-- TEXT SECTION start --

Flann O’Brien, At Swim-Two-Birds (1939)

A Poetic Comparison

Poetry (Paul Shanahan’s theory)

SHAHAHAN: Give them a bloody pick [...] give them the shaft of a shovel into their hand and tell them to dig a hole and have the length of a page of poetry off by heart in their heads before the five o’clock whistle. What will you get? [...] Do you know what it is, I’ve met the others, the whole lot of them. I’ve met them all and know them all. I have seen them and I have read their pomes [sic]. I have heard them recited by men that know how to use their tongues, men that couldn’t be beaten at their own game. I have seen whole books filled up with their stuff, books as thick as that table there and I’m telling you no lie. But by God, at the heel of the hunt, there is only one poet for me. (At Swim-Two-Birds [Penguin edn.], p.74.)

You can’t beat it, of course [...] the real old stuff of the native land, you know, stuff that brought scholars to our shore when your men on the other side were on the flat of their bellies before the calf of gold with a sheepskin around their man. It’s the stuff that put our country where she stands today ... and I’d have my tongue out of my head by the bloody roots before I’d be heard saying a word against it. But the man in the street, were does he come in? [...] You can get too much of that stuff. Feed yourself up with that tack once and you won’t want more for a long time. (Ibid., p.75.)

Poetry is a thing I am very fond of, said the Good Fairy. I always make a point of following the works of Mr Eliot and Mr Lewis and Mr Devlin. A good pome is a tonic. Was your pome on the subject of flowers, Mr Casey? Wordsworth was a great man for the flowers. (p.120.) Verse-speaking, they call it in London . (Ibid., p.121.)

-- TEXT SECTION end --
-- SOURCE EXCERPT start --

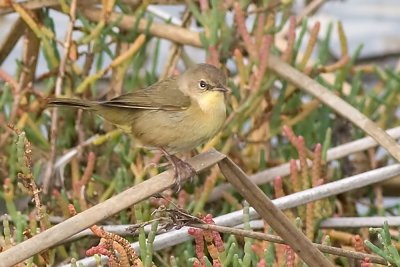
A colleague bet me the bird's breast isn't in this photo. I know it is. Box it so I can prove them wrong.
[132,92,226,153]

-- SOURCE EXCERPT end --

● **DIRECTIONS**
Extend the excerpts on poetry from At Swim-Two-Birds, shown above the listing, starting after their last sentence.

● **ANSWER TO THE TASK**
“The Ballad of Father Gilligan”* [...] in the intermediate book [...] a very nice spiritual thing (Ibid., p.122.)

*This poem is by W. B. Yeats and was widely taught as accessible, popular Irish poetry in ballad form yet of literary standard. As with everything else in this theoretical account of poetry, the selection of Yeats’s ballad is profoundly tongue-in-cheek. The spelling “pomes”, above, is not an error: it points to the filtering of poetic lore through vulgar minds which is at the heart of the joke-treatment of the subject in the novel.
  It seems that “high-class literature” is remote from the understandings of contemporary Irishmen - though their estimate of their own “stuff” is by no means modest in the face of the exalted canons of literary modernism - of which James Joyce is the constant, if always unspoken, exemplum.

Poetry in At Swim-Two-Birds

Finn’s Curse [reciting verses of St. Moling]

My curse on Sweeney!
His guilt against me is immense,
he pierced with his long swift javelin
My holy bell.
...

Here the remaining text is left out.